Required work
Copy the camera discussion between "It’s also interesting" and "not tilted excessively.", inclusive, swapping "wide-angle lens" for "wide lens".

Extract

It’s also interesting that you say you prefer shooting from a more mid-body angle than always looking down at everything. Being 6’2’’, I have the same issue and, while using the 12mm lens almost exclusively for a year, I became cognizant of the great care one must take in controlling the perspective distortion with a wide-angle lens. Even having backed off to the 28-mm equiv. of the Ricoh, I still think that the default orientation with such a lens should be relatively straight on and not tilted excessively.
DH
My biggest gripe with the EM-5 is you have to rely too heavily on the digital interface. I wish there were manual knobs to adjust the ISO, aperture, and shutter speed. Since I don’t use the LCD, I have it turned off. To adjust any of these settings, I either have to hold the camera to my eye and turn the knobs or turn the LCD on and adjust them. Neither option is ideal or fast enough. This is what I find so appealing about the X100 or a Leica. I also can’t wait until they design better battery life for these digital cameras. As Chris can tell you (from spending a day shooting with me), I opt to carry a number of batteries with me than worry about preserving battery life in the camera. I turn it on and leave it on. When I need to react quickly, I don’t want to have to wonder if the screen’s going to be black when I bring it to my eye.
GA
That’s what evolution has brought to cameras, David. With a basic film camera, like an M3 or Nikon F you have two settings: shutter speed and aperture… and, of course, focus (and film choice). Cramming so many features into a small digital camera leads to compromises.

Region labeling items:
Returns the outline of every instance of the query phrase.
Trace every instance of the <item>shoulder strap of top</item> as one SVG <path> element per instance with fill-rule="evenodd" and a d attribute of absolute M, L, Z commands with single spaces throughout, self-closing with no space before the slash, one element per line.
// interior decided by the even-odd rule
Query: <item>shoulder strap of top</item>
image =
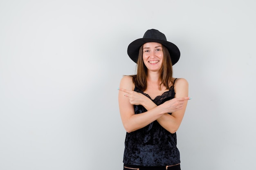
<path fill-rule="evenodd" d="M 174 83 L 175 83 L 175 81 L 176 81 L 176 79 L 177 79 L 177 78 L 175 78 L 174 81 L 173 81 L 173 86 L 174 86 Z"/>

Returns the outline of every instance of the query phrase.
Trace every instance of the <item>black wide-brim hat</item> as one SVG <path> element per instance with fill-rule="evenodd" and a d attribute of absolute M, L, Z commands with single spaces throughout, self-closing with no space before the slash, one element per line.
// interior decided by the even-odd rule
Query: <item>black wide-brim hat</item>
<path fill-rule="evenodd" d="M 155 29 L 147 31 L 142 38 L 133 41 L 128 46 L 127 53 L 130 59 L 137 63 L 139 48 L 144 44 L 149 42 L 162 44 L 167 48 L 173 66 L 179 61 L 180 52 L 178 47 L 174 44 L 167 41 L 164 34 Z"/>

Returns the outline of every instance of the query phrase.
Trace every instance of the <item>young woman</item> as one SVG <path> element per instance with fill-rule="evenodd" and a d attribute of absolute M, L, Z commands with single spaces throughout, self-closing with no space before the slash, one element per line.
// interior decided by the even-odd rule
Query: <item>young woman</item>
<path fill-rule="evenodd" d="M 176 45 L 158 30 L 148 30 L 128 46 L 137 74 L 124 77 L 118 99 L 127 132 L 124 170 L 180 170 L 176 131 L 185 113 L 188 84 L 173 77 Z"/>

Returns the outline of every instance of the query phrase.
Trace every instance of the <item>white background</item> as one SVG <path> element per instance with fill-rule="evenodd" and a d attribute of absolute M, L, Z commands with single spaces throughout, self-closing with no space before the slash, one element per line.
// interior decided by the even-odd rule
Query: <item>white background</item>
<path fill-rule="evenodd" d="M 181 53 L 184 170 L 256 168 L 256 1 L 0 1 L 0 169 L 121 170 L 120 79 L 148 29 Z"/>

Solution below
It’s also interesting that you say you prefer shooting from a more mid-body angle than always looking down at everything. Being 6’2’’, I have the same issue and, while using the 12mm lens almost exclusively for a year, I became cognizant of the great care one must take in controlling the perspective distortion with a wide lens. Even having backed off to the 28-mm equiv. of the Ricoh, I still think that the default orientation with such a lens should be relatively straight on and not tilted excessively.